WHAT TO WORK ON
The records below must be copied in full, exactly as they read.

*** Opening of INPUT RECORDS ***

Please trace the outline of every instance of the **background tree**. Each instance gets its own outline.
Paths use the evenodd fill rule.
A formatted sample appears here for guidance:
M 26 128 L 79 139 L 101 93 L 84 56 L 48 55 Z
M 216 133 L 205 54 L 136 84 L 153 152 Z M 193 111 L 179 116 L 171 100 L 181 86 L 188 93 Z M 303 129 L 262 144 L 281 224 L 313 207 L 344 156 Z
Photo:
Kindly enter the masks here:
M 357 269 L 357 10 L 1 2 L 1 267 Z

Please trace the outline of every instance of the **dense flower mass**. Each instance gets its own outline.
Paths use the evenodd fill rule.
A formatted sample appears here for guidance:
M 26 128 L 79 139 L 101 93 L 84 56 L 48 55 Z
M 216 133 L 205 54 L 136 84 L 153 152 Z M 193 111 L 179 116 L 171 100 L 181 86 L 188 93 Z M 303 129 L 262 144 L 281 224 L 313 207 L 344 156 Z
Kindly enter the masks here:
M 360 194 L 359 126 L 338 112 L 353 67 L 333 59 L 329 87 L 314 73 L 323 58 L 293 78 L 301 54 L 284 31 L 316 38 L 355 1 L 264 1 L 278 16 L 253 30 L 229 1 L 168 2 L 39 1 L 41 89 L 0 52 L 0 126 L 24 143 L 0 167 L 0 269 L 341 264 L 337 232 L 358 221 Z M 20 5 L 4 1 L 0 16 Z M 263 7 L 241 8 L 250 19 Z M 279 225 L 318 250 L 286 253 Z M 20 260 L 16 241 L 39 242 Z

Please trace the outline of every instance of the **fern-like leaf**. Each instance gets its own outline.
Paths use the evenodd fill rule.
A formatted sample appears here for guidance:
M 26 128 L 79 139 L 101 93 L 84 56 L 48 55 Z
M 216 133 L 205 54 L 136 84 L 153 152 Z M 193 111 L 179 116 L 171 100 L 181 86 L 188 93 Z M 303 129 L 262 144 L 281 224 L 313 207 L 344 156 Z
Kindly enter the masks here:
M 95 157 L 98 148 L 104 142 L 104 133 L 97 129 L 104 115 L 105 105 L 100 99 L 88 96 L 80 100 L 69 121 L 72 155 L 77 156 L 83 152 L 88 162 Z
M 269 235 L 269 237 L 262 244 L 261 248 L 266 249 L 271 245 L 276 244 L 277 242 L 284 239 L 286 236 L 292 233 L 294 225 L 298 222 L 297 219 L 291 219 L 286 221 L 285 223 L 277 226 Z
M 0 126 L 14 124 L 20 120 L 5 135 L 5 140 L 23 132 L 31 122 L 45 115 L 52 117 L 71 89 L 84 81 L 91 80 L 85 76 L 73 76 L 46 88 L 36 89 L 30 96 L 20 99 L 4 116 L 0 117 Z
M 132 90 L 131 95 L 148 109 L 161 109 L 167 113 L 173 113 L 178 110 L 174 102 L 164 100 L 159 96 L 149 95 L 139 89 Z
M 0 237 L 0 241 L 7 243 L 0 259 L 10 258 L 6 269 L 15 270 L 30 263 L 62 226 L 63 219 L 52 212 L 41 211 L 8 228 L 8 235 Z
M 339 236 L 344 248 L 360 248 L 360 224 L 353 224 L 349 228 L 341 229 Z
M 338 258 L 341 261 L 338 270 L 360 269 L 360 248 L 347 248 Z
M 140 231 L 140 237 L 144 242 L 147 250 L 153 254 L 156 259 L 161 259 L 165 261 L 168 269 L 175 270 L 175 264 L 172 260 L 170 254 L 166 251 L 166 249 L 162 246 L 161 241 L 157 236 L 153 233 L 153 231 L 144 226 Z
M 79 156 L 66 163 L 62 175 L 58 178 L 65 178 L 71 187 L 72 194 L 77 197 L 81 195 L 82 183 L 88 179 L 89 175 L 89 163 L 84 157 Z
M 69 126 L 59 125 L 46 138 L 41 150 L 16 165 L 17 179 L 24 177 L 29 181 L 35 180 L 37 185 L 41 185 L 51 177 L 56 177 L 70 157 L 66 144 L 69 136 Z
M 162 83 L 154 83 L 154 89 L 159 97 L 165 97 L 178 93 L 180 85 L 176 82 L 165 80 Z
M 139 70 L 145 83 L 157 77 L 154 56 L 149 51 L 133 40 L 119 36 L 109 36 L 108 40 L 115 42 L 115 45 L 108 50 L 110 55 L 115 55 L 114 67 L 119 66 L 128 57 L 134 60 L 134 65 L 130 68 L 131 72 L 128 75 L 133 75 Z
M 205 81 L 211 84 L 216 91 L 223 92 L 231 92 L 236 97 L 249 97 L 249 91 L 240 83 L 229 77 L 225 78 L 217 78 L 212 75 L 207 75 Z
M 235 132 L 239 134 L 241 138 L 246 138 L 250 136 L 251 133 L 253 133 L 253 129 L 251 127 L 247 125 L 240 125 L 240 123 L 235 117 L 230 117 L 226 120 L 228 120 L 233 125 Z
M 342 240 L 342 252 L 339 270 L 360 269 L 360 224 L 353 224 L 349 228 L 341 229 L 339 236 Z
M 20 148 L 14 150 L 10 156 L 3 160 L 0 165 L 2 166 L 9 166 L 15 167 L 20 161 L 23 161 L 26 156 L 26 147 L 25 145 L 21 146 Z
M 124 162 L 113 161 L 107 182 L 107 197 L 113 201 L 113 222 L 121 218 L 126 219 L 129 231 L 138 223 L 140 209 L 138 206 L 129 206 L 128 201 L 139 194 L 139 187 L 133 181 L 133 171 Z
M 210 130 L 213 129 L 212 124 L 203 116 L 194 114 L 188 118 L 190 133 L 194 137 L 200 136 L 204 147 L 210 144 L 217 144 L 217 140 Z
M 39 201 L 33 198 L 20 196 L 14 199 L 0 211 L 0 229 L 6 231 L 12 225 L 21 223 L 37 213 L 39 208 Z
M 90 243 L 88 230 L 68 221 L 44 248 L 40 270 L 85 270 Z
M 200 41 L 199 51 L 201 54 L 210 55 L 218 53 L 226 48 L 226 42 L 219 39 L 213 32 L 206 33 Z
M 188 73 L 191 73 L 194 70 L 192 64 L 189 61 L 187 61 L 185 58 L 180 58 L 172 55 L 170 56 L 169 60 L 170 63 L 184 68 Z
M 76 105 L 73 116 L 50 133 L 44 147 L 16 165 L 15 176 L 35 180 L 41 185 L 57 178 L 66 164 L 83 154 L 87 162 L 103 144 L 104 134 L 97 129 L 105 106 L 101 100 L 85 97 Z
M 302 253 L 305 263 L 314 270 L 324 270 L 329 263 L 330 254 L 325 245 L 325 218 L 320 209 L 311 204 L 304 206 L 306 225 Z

*** Close of INPUT RECORDS ***

COMPLETED EXERCISE
Please trace the outline of every instance of the **background tree**. Each instance gets its own outline.
Paths use the evenodd fill rule.
A formatted sample appears here for guidance:
M 26 128 L 79 139 L 101 93 L 84 56 L 48 55 Z
M 216 133 L 205 54 L 136 84 L 153 152 Z M 193 111 L 179 116 L 171 100 L 181 86 L 188 93 Z M 303 129 L 262 144 L 281 224 L 313 207 L 344 156 Z
Photo:
Kindly enter the masks here:
M 357 269 L 357 10 L 1 2 L 1 267 Z

Please trace the outline of every instance of the **dense flower mass**. Each instance gets its own outline.
Paths use the evenodd fill rule.
A formatted sample appears here for guidance:
M 26 128 L 79 139 L 101 93 L 84 56 L 48 55 Z
M 216 133 L 205 54 L 136 84 L 153 152 Z M 193 111 L 179 116 L 171 100 L 181 86 L 188 93 Z M 303 129 L 262 144 L 281 224 L 313 207 L 344 156 Z
Kindly enter the masks here:
M 360 194 L 359 126 L 338 112 L 353 67 L 333 59 L 329 87 L 314 73 L 323 58 L 293 78 L 301 54 L 284 31 L 316 38 L 355 1 L 264 1 L 278 16 L 253 30 L 229 1 L 168 2 L 39 1 L 41 89 L 0 52 L 0 126 L 24 143 L 0 167 L 0 269 L 341 264 L 337 232 L 358 221 Z M 20 5 L 4 1 L 0 16 Z M 263 7 L 241 8 L 250 19 Z M 279 225 L 318 250 L 286 253 Z M 20 260 L 16 241 L 39 242 Z

Please trace the outline of every instance of the **fern-like leaf**. Each instance gets its own outline.
Paths use the evenodd fill rule.
A formatted sample appears here for guidance:
M 26 128 L 79 139 L 101 93 L 84 56 L 48 55 Z
M 216 133 L 205 54 L 136 84 L 153 152 Z M 193 111 L 179 116 L 171 100 L 181 86 L 188 93 Z M 303 129 L 262 144 L 281 224 L 313 207 L 344 156 Z
Kindly enter the masks here:
M 95 157 L 98 148 L 104 142 L 104 133 L 97 129 L 104 115 L 105 105 L 100 99 L 88 96 L 80 100 L 69 121 L 72 155 L 77 156 L 83 152 L 88 162 Z
M 269 235 L 269 237 L 262 244 L 261 248 L 266 249 L 271 245 L 276 244 L 277 242 L 284 239 L 286 236 L 292 233 L 294 225 L 298 222 L 297 219 L 291 219 L 286 221 L 285 223 L 277 226 Z
M 0 126 L 14 124 L 20 120 L 5 135 L 5 140 L 23 132 L 31 122 L 45 115 L 52 117 L 71 89 L 84 81 L 91 80 L 85 76 L 73 76 L 46 88 L 36 89 L 30 96 L 20 99 L 4 116 L 0 117 Z
M 132 90 L 131 95 L 148 109 L 161 109 L 167 113 L 173 113 L 178 110 L 174 102 L 164 100 L 159 96 L 149 95 L 139 89 Z
M 0 237 L 0 241 L 7 243 L 0 259 L 10 258 L 6 269 L 15 270 L 30 263 L 62 226 L 63 219 L 52 212 L 41 211 L 8 228 L 8 235 Z
M 339 236 L 344 248 L 360 248 L 360 224 L 353 224 L 349 228 L 341 229 Z
M 338 258 L 341 261 L 338 270 L 360 269 L 360 248 L 347 248 Z
M 140 231 L 140 237 L 144 242 L 147 250 L 153 254 L 156 259 L 161 259 L 165 261 L 168 269 L 175 270 L 175 264 L 172 260 L 170 254 L 166 251 L 166 249 L 162 246 L 161 241 L 157 236 L 153 233 L 153 231 L 144 226 Z
M 79 156 L 66 163 L 62 175 L 58 178 L 65 178 L 71 187 L 72 194 L 77 197 L 81 195 L 82 183 L 88 179 L 89 175 L 89 163 L 84 157 Z
M 69 126 L 59 125 L 46 138 L 41 150 L 16 165 L 17 179 L 24 177 L 29 181 L 35 180 L 37 185 L 41 185 L 51 177 L 56 177 L 70 157 L 66 144 L 69 136 Z
M 162 83 L 154 83 L 154 89 L 159 97 L 165 97 L 178 93 L 180 85 L 176 82 L 165 80 Z
M 139 70 L 145 83 L 157 77 L 154 56 L 149 51 L 133 40 L 119 36 L 109 36 L 108 40 L 115 42 L 115 45 L 108 50 L 110 55 L 115 55 L 114 67 L 119 66 L 128 57 L 134 60 L 134 65 L 130 68 L 131 72 L 128 75 L 133 75 Z
M 205 81 L 211 84 L 216 91 L 223 92 L 231 92 L 236 97 L 249 97 L 249 91 L 240 83 L 229 77 L 225 78 L 217 78 L 212 75 L 207 75 Z
M 235 132 L 239 134 L 241 138 L 246 138 L 250 136 L 251 133 L 253 133 L 253 129 L 251 127 L 247 125 L 240 125 L 240 123 L 235 117 L 230 117 L 226 120 L 228 120 L 233 125 Z
M 342 240 L 342 252 L 339 270 L 360 269 L 360 224 L 353 224 L 349 228 L 341 229 L 339 236 Z
M 20 148 L 14 150 L 10 156 L 3 160 L 0 165 L 2 166 L 9 166 L 15 167 L 20 161 L 23 161 L 26 156 L 26 147 L 25 145 L 21 146 Z
M 124 162 L 113 161 L 107 182 L 107 197 L 113 201 L 113 222 L 121 218 L 126 219 L 129 231 L 138 223 L 140 209 L 138 206 L 129 206 L 128 201 L 139 194 L 139 187 L 133 181 L 133 171 Z
M 210 130 L 213 129 L 212 124 L 203 116 L 194 114 L 188 118 L 190 133 L 194 137 L 200 136 L 204 147 L 210 144 L 217 144 L 217 140 Z
M 39 201 L 33 198 L 20 196 L 14 199 L 0 211 L 0 229 L 6 231 L 12 225 L 21 223 L 37 213 L 39 208 Z
M 90 243 L 88 230 L 68 221 L 44 248 L 40 270 L 85 270 Z
M 200 41 L 199 51 L 201 54 L 210 55 L 218 53 L 226 48 L 226 42 L 219 39 L 213 32 L 206 33 Z
M 188 73 L 191 73 L 194 70 L 192 64 L 189 61 L 187 61 L 185 58 L 180 58 L 172 55 L 170 56 L 169 60 L 170 63 L 184 68 Z
M 76 105 L 73 116 L 50 133 L 44 147 L 16 165 L 15 176 L 35 180 L 41 185 L 57 178 L 66 164 L 83 154 L 87 162 L 103 144 L 104 134 L 97 129 L 105 106 L 101 100 L 85 97 Z
M 302 253 L 305 263 L 314 270 L 324 270 L 329 263 L 330 254 L 325 245 L 325 218 L 320 209 L 311 204 L 304 206 L 306 225 Z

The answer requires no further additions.